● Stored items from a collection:

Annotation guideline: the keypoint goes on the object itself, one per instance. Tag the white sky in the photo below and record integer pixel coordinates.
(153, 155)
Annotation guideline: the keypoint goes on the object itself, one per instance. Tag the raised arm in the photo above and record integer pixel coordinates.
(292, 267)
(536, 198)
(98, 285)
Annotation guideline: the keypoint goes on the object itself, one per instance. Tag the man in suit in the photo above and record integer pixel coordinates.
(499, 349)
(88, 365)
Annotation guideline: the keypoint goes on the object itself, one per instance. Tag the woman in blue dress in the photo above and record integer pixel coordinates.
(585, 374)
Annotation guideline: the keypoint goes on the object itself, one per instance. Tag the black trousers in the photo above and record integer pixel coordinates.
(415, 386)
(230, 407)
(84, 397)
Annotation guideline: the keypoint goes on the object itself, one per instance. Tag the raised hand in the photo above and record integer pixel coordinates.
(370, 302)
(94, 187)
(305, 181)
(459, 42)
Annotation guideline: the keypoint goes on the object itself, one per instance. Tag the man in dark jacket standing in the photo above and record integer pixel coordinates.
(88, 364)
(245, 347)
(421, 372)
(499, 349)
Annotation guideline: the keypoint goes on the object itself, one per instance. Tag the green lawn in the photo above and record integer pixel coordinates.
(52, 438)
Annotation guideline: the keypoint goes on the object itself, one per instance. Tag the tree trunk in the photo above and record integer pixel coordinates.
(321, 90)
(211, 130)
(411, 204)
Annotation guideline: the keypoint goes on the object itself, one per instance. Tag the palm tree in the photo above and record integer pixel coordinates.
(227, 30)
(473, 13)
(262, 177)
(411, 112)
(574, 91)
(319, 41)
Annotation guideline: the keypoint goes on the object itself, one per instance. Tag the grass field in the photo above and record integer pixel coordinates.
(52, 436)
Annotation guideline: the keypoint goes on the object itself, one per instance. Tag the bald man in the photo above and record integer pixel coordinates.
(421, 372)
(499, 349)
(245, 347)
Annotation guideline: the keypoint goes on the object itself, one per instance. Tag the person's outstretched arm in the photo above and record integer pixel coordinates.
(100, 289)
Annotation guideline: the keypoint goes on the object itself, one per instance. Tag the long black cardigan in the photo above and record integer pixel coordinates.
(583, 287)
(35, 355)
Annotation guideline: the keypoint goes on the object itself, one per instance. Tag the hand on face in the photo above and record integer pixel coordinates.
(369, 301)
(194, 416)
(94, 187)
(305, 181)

● Exercise requirements: All lines from the one containing "Tag the green" through the end of the data, and no others, are to be given again word for word.

● Exercise answer:
Annotation guideline: the keypoint goes on the object itself, one per instance. Tag the green lawn in the photo above and record integer pixel coordinates.
(52, 438)
Annotation guideline: the keypoint goes on the object itself, one per instance. Tag the tree trunk in the photo above and record integer pixel coordinates.
(321, 90)
(211, 130)
(411, 204)
Annotation guideline: the keypoint goes on the object itself, one per instance. Tag the palm tree in the photo above and record integer pixel coordinates.
(227, 30)
(473, 13)
(262, 177)
(411, 112)
(574, 91)
(319, 41)
Annotation guideline: the keypoint goes on the object itself, one per instance. Tag the grass field in the photo above and record integer pixel coordinates.
(52, 436)
Annotation guideline: the keypoint goes on the object itself, one per instance. Tag the bald man in the photo above and record integer pixel coordinates.
(421, 372)
(499, 349)
(245, 347)
Annotation guideline: the keypoint goes on the object itself, one per instance. Tag the person's outstretched arm in the photo above and record integer pixel coordinates.
(100, 289)
Annotation guideline: the keypoint goes on the object itself, one per instance. Tag the long black cardigan in the photo above and record integer pixel coordinates.
(583, 287)
(35, 355)
Annotation guideline: the keypoint goes on the object itself, one per instance. Tag the hand on face in the photo above and record integer pixel coordinates.
(369, 301)
(194, 416)
(94, 187)
(305, 181)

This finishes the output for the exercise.